Listed records START
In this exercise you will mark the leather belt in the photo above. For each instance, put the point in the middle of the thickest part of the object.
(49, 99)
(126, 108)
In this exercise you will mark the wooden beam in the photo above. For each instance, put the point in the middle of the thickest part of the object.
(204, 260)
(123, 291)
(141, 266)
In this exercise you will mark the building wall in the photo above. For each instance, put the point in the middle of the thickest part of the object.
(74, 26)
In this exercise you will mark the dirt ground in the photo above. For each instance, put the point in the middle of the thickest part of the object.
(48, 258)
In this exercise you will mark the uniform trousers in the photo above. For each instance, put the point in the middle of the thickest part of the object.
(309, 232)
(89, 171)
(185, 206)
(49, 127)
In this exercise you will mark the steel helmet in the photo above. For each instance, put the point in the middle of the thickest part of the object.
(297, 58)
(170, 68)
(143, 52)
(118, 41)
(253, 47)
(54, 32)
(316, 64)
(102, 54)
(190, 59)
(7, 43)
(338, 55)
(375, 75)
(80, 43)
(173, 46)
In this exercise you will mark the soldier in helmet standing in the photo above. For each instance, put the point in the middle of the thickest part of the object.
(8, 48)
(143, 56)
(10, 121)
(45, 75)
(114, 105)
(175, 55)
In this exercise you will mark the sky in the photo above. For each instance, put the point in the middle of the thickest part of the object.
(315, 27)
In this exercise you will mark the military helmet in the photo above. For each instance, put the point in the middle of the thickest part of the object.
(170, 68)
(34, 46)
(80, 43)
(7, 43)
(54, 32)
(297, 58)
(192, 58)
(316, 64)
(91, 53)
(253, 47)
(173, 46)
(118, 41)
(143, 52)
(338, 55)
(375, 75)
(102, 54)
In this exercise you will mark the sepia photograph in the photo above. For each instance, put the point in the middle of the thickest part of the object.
Listed records END
Listed records START
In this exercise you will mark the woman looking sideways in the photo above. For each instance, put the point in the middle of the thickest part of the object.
Listed records END
What needs to be done: Could you retype exactly the lines above, starting at the line that contains "In this exercise you will mark the uniform" and ending at the line that contains "In this exercise you will mark the sepia", and nothing more?

Solution to the problem:
In this exercise you will mark the uniform trousers in the photo above. For each instance, put the point in the middle of the thickest part of the object.
(309, 232)
(89, 171)
(185, 206)
(49, 127)
In this exercise you will mark the steel helmet in the photo above. For each instance, put the point in the middle of the thickest part of the object.
(297, 58)
(170, 68)
(143, 52)
(118, 41)
(253, 47)
(54, 32)
(316, 64)
(102, 54)
(190, 59)
(7, 43)
(338, 55)
(375, 75)
(80, 43)
(173, 46)
In this exercise you will mark the soldier in helmet standing in the photo above. For each instance, put the point in the middle of the thickest part of the object.
(8, 48)
(143, 56)
(10, 121)
(45, 75)
(114, 105)
(175, 55)
In this exercise you will mark the sky in the photo above. For each instance, put the point in the middle of the thickest part of the object.
(315, 27)
In this exercise you will mark the military helmet in the photo above. For each instance, put the point in the middle of the thickest part of the object.
(170, 68)
(34, 46)
(80, 43)
(7, 43)
(54, 32)
(297, 58)
(192, 58)
(316, 64)
(91, 53)
(253, 47)
(173, 46)
(118, 41)
(143, 52)
(338, 55)
(375, 75)
(102, 54)
In this exercise you will mark the sepia photograph in the photo above. For each instance, put the point in the middle of the thickest part of the object.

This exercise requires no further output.